C’est une œuvre imposante et impressionnante par sa forme indéfinissable, tout comme ses couleurs et ses matières. Un imaginaire sombre se manifeste ici. Des plis et des choses cachées : seulement à demi dévoilé mais on ne sait pas de quoi il s’agit au juste. De plus, le titre ne nous aide pas davantage : Porte du Silence. Une contradiction entre un cri, étouffé, retenu mais puissant ?
Une rencontre, un face-à-face avec la Porte du Silence l’est en réalité avec nous-même. Comment parler de ce qui est indéfinissable ? A défaut d’ouvrir la Porte, étudions-la pour mieux la comprendre.
Cette production a été faite à l’aide de résine et d’acrylique sur une base de toile. Elle a été réalisée en 1999, sous le titre Porte du Silence et porte le numéro d’inventaire 99.1.1. A l’occasion de cet achat, sous la direction de Philippe Comte, le musée des Beaux-Arts de Pau était parvenu à mener une exposition sur Rémi Trotereau intitulée « Totems et tabous », de février à mars 1999. De cette exposition, il ne reste malheureusement que peu de choses, juste un petit fascicule d’une dizaine de pages. Cette œuvre n’a également pas de dossier au sein même de la structure où elle est exposée. Une seule publication a été entreprise par Michèle Heng. Pourquoi une mise à l’écart d’un artiste contemporain, si peu d’intérêt manifeste des commentateurs, et si peu de documentation alors même que l’on a affaire à un artiste local et vivant ? Sans doute parce que la production artistique de Rémi Trotereau dérange et fascine à la fois, ce que nous allons voir aujourd’hui.
L’œuvre
Description
Regardons plus attentivement ; cette œuvre fut réalisée avec des pièces de bois en plus de la résine et de l’acrylique. Dans les tons du bois vieillissant qui parcourent toute cette Porte, la toile se boursoufle, se fissure au centre, comme deux parties se séparant.

Ces deux parties se retrouvent cousues, clouées, comme reliées à tout prix. Or, si on observe attentivement, on remarque que cette boursouflure est enflée, comme si quelque chose poussait de l’autre coté de la toile. Ce relief est impressionnant dans la mesure où il atteint presque dix centimètres si on se met sur le coté pour l’observer.
La jonction des parties est en dent-de-scie, dont les extrémités sont cousues avec des liens de cuir. La jonction centrale est criblée de clous, ou du moins ce qui s’apparente à des clous, on ne peut réellement identifier ce qu’il en est. Au centre, au dessus de cette jonction, on peut observer ce qui s’apparente à un nœud de bois, très volumineux, entouré, ficelé de lien de cuir. On a donc des effets de matières très poussés dans notre cas ; d’ailleurs, on remarque que l’on ne peut catégoriser cette œuvre. Est-ce une toile, un tableau ou une sculpture ? Trotereau interroge le spectateur ; on ne peut retrouver ici quelque chose de proprement dit identifiable, et même le genre, la catégorie de cette œuvre est elle-même hybride.

*METTRE EN PRATIQUE:*
1 - Quel numéro d'inventaire l'extrait fourni donne-t-il pour la Porte du Silence ?
2 - Énumérez tous les matériaux que l'extrait fourni nomme comme composants de la Porte du Silence, en laissant de côté les clous.

*DONNÉES ENREGISTRÉES:*

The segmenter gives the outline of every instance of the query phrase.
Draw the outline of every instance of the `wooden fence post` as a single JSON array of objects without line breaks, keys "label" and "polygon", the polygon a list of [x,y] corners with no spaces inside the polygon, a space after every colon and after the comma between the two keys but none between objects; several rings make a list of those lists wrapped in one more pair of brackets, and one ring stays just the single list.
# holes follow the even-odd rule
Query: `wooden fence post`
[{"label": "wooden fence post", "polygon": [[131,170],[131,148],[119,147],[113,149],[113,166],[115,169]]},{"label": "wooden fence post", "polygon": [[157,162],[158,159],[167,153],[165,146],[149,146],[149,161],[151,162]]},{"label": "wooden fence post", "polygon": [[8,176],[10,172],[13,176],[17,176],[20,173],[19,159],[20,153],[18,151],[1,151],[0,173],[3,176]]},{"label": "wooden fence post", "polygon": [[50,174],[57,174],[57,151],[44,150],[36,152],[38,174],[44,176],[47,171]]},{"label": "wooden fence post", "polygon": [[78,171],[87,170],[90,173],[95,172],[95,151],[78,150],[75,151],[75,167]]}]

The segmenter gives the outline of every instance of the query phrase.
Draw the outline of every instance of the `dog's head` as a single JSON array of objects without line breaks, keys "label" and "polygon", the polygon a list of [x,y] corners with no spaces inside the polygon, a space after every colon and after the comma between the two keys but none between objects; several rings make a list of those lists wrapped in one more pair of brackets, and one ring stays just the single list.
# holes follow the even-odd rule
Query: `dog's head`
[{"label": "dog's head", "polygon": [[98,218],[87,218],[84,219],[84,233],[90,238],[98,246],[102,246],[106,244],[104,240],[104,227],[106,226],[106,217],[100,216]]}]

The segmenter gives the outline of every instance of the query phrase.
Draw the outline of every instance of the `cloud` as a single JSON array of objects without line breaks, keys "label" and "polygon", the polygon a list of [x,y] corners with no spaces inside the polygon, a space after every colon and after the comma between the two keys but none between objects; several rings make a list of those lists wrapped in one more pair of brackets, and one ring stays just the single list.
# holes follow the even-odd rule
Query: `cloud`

*RÉPONSES:*
1 - 99.1.1

2 - Résine, acrylique, toile, bois, cuir